Does TV Piracy Harm Or Help?

In some ways, this is the argument that never ends. Over the weekend, American director David Petrarca stated that he wasn’t fussed about people pirating Games Of Thrones, because it creates a “cultural buzz” around the product. I’m not entirely convinced.

Despite the onset of alternative entertainment avenues that often get column inches such as simple Internet browsing and video games, Australia remains a nation of couch potatoes. The latest OZTAM multi-screen report suggest that Australians watch an average of over 91 hours of TV every single month, and that’s a figure that hasn’t changed in the past ten years. We love our tellies, in other words, but TV is a hungry creature. You can only watch repeats of MASH so many times before you’ve committed them all to memory, so new material is a bit of a must.

If you believe the piracy figures — and given they’re reporting on illicit activity and everyone reporting them has one spin or another they’d favour — we’re also a nation of pirates, with HBO’s Game Of Thrones being a particular favourite. Just to whet your appetite, have a trailer for the next season, as yet unaired and therefore not yet on the wide pirate seas.

David Petrarca has directed episodes of Game Of Thrones, and over the weekend he appeared at the Perth Writer’s Festival. The Sydney Morning Herald reports when asked about Game Of Thrones being the most pirated show of 2012

Petrarca shrugged and said the illegal downloads did not matter because such shows thrived on “cultural buzz” and capitalised on the social commentary they generated.
“That’s how they survive.”

I get what he means to a certain extent, because it’s a variant on the “piracy is advertising” argument in one form, and in the specific case of Game Of Thrones the fact that so many of my friends and colleagues were endlessly raving about it led me to seek it out — although in my case, it was via renting the DVD box set from my local video store and gorging on it rather than downloading the episodes illegally.

Required tasks>
#1 For each statement, say whether the article on TV piracy agrees with it (yes or no), and quote the words of the article that settle it. (a) Petrarca appeared at the Perth Writer's Festival. (b) Australians watch an average of over 91 hours of TV every week. (c) The writer downloaded the Game Of Thrones episodes illegally.
#2 Render this sentence from the article on TV piracy in Spanish: "We love our tellies, in other words, but TV is a hungry creature."
#3 Pick up the article on TV piracy after its final sentence and write the next paragraph.
The records have no role in any of this.

[Location labeling records]
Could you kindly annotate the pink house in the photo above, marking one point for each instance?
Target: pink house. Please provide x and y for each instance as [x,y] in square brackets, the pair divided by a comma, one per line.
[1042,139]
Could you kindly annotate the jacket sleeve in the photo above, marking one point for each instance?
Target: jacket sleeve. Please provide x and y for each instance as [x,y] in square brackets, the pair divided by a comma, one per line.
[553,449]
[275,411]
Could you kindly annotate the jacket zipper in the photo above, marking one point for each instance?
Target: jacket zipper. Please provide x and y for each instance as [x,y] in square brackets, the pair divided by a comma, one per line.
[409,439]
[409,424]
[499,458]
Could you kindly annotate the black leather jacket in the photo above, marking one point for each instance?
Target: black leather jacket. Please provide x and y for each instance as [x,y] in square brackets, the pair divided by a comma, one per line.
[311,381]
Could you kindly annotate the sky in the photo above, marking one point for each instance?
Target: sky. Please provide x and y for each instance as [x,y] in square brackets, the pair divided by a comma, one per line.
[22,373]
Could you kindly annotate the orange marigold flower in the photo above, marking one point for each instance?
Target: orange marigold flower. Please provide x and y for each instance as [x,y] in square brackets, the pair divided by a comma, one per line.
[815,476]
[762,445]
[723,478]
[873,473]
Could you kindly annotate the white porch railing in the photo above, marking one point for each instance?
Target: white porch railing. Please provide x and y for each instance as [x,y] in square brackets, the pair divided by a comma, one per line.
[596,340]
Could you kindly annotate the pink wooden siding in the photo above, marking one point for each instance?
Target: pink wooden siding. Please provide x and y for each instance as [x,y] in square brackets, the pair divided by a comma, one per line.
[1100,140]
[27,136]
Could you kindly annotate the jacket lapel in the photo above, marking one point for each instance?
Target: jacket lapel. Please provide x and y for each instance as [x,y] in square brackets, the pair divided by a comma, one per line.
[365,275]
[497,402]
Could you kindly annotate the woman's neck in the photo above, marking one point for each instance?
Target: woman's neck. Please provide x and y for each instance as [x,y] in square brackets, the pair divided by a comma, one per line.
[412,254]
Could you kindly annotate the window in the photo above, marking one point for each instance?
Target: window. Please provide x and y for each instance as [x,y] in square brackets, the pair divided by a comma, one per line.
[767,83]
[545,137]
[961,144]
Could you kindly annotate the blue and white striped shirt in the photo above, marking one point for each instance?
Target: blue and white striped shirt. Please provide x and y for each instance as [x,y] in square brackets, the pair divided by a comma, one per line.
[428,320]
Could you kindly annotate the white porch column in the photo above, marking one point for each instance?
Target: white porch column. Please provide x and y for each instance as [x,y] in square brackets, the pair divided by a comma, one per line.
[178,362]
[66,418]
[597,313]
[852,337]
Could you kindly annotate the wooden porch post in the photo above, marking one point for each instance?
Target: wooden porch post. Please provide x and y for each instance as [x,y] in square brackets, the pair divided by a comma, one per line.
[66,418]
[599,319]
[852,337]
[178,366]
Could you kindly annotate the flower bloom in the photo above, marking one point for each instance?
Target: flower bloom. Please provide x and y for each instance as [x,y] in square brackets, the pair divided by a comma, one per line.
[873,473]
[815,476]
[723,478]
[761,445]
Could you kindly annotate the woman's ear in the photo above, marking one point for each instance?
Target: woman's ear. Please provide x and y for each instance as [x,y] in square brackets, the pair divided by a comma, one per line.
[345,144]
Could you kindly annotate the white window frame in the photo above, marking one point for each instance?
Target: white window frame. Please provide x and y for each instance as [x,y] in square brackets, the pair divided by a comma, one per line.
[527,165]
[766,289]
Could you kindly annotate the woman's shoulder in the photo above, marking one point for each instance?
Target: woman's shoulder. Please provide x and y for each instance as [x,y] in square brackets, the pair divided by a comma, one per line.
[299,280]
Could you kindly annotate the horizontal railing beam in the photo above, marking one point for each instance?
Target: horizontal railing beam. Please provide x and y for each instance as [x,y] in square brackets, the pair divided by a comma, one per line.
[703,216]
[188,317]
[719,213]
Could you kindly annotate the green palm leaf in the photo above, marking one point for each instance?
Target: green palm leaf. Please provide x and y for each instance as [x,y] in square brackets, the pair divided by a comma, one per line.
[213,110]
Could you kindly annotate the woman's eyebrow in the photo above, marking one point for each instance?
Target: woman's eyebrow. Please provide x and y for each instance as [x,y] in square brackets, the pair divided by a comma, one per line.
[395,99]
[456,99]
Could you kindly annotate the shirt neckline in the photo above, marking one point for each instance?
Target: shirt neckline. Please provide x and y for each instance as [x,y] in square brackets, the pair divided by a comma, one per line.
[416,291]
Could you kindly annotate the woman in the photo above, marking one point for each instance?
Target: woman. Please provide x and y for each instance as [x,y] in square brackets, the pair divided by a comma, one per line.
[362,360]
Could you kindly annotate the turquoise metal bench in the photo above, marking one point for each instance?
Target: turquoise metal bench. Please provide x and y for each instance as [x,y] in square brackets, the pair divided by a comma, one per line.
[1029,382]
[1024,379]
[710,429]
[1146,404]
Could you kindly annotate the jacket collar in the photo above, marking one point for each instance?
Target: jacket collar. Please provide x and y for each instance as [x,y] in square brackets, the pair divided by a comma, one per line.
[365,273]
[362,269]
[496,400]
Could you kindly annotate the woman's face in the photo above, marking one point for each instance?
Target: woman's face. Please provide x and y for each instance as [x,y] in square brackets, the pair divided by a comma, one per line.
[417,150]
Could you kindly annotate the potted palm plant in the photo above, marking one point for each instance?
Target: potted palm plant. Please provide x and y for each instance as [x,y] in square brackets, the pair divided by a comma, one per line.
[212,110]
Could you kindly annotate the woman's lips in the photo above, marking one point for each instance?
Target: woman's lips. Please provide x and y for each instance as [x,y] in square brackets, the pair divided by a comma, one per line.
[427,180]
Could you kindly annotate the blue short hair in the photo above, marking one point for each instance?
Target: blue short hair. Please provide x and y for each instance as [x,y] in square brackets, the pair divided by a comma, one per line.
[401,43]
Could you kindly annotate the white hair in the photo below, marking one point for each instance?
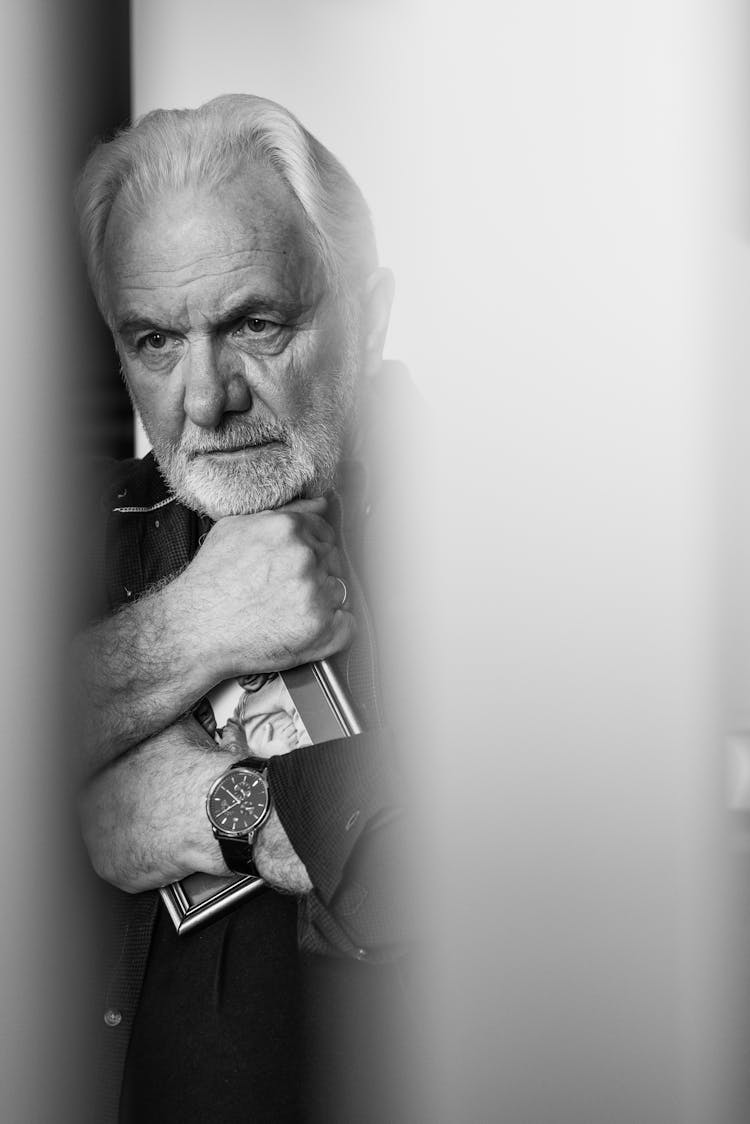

The replies>
#1
(a) Yes: "over the weekend he appeared at the Perth Writer’s Festival"
(b) No: "Australians watch an average of over 91 hours of TV every single month"
(c) No: "it was via renting the DVD box set from my local video store and gorging on it rather than downloading the episodes illegally"

#2 En otras palabras, amamos nuestros televisores, pero la televisión es una criatura hambrienta.

#3
HBO’s also in a rather interesting position when it comes to piracy, because it’s a premium US cable channel with a rather large income stream, which means the sting of piracy isn’t quite so cumbersome to it. Still, I’m sure that Petrarca’s HBO bosses don’t quite share his viewpoint. Or, as ex-Epic Games developer Cliff Bleszinski put it on Twitter this morning:

As an HBO subscriber here’s a shout out to everyone who pirates Game of Thrones. Glad I can fund it for you. ;P

Therein lies the problem. Development of a premium TV series that doesn’t look like it was shot on stock made out of clingfilm (mental note: experiment to see if that’s feasible; a fortune could be mine!) costs real money, and somebody, somewhere has to be willing to pay for it. I’m not entirely neutral on this, given that I work in a creative capacity, but I’m also all too well aware that it’s a problem that often revolves around the same arguments of access and price, something that I’ve argued at length elsewhere.

So, here’s the challenge. Let’s say for the sake of argument that piracy is just advertising. How do you fund premium TV programs sufficiently, or is it just an issue of “I don’t care as long as somebody else pays?”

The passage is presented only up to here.